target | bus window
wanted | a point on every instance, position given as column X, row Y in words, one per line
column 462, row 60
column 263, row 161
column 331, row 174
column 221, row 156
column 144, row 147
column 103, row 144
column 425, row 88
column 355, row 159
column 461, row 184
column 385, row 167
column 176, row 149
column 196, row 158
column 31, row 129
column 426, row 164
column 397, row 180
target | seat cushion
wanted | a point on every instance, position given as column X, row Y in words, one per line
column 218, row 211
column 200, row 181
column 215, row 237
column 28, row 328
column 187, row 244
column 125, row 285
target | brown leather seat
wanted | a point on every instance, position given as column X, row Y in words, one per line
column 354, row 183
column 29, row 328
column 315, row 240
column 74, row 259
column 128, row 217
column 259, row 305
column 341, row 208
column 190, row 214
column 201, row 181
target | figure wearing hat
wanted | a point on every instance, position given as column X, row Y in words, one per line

--*--

▶ PROMPT
Go through the records above, find every line with the word "target", and list those lines.

▶ TASK SOLUTION
target | bus window
target | seat cushion
target | brown leather seat
target | figure wearing hat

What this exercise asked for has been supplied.